** START OF Stored records **
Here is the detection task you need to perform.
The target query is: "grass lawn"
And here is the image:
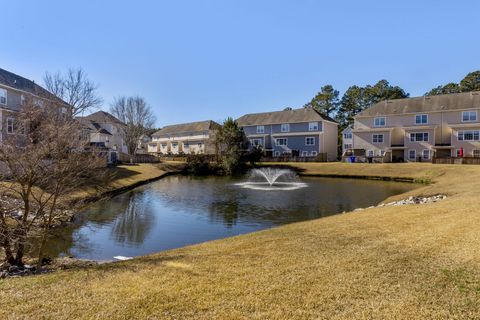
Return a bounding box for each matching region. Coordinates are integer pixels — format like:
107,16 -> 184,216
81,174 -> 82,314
0,163 -> 480,319
63,161 -> 183,202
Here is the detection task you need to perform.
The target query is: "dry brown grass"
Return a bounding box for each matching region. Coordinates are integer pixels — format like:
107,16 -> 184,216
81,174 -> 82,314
0,164 -> 480,319
67,162 -> 183,202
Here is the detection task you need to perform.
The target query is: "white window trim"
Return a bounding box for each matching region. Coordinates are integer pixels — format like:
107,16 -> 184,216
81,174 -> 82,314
408,149 -> 417,161
275,138 -> 288,147
408,132 -> 430,142
422,149 -> 431,160
7,117 -> 15,134
373,117 -> 387,127
462,111 -> 478,122
372,133 -> 385,144
0,88 -> 8,106
457,130 -> 480,142
415,113 -> 428,124
308,122 -> 319,131
305,137 -> 315,146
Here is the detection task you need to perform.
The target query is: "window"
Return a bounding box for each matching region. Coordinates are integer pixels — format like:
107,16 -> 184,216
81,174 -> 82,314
275,138 -> 287,146
250,139 -> 262,147
33,99 -> 43,107
308,122 -> 318,131
373,117 -> 386,127
422,149 -> 430,160
462,111 -> 477,122
0,88 -> 7,104
410,132 -> 428,142
458,130 -> 480,141
415,114 -> 428,124
7,118 -> 15,133
373,134 -> 383,143
408,150 -> 417,160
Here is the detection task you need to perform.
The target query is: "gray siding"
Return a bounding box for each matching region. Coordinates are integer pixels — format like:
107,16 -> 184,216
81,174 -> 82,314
0,85 -> 22,111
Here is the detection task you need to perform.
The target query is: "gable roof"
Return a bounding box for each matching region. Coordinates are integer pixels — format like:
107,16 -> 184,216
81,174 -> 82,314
356,91 -> 480,117
83,110 -> 125,126
152,120 -> 220,137
0,68 -> 67,104
237,108 -> 337,127
75,117 -> 112,136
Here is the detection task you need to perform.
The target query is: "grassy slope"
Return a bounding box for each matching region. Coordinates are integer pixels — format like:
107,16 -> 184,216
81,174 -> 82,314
64,162 -> 182,202
0,164 -> 480,319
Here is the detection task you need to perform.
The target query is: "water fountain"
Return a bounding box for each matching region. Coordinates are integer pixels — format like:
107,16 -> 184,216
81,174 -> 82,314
236,167 -> 307,191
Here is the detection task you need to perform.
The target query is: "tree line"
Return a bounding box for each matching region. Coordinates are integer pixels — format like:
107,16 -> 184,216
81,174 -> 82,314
296,71 -> 480,130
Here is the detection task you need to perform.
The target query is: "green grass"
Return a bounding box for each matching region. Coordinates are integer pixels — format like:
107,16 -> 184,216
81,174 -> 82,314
0,163 -> 480,319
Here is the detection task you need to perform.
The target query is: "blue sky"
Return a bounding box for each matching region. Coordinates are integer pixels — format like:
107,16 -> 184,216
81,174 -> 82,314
0,0 -> 480,126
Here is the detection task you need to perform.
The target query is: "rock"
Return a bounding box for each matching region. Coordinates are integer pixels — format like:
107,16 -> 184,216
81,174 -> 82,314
8,266 -> 20,273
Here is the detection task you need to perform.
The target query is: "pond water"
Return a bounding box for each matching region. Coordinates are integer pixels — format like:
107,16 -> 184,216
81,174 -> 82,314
42,175 -> 413,260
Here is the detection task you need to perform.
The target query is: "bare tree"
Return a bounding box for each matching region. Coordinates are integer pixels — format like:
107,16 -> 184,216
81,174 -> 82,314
43,68 -> 103,117
0,95 -> 105,270
110,96 -> 155,162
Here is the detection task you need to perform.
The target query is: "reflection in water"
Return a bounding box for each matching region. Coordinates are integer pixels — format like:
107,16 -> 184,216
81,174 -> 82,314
43,176 -> 412,260
111,192 -> 154,246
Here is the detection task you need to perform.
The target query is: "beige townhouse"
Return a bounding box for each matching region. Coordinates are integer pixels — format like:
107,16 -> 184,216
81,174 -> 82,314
352,91 -> 480,162
148,120 -> 220,155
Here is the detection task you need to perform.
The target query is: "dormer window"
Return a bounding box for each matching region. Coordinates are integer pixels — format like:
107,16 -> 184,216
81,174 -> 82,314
462,111 -> 477,122
308,122 -> 318,131
373,117 -> 386,127
0,88 -> 7,105
280,123 -> 290,132
415,114 -> 428,124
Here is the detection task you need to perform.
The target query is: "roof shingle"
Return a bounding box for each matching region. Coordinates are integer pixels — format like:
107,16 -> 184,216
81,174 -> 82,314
356,91 -> 480,117
237,108 -> 336,127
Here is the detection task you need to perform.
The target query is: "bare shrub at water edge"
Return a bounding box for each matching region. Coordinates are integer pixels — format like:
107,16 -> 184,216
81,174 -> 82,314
0,95 -> 109,272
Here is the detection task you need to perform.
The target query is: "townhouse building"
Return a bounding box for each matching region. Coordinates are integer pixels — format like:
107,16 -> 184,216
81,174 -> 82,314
352,92 -> 480,162
148,120 -> 220,155
76,111 -> 128,163
237,108 -> 338,161
0,68 -> 69,142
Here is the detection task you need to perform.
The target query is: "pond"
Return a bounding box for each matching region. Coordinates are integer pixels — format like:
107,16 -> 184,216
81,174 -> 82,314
43,175 -> 413,260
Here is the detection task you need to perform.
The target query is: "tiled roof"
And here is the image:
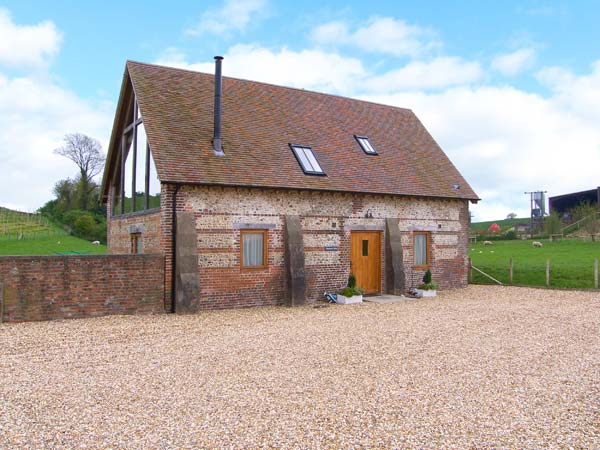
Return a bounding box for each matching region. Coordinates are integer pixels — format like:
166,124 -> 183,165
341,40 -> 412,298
** END OF Stored records **
Problem: Find each line in the entries above that contains the string "townhouse", and copy those lines. Case counts.

Solution for this task:
The target query is: "beige townhouse"
The target query is: "townhouse building"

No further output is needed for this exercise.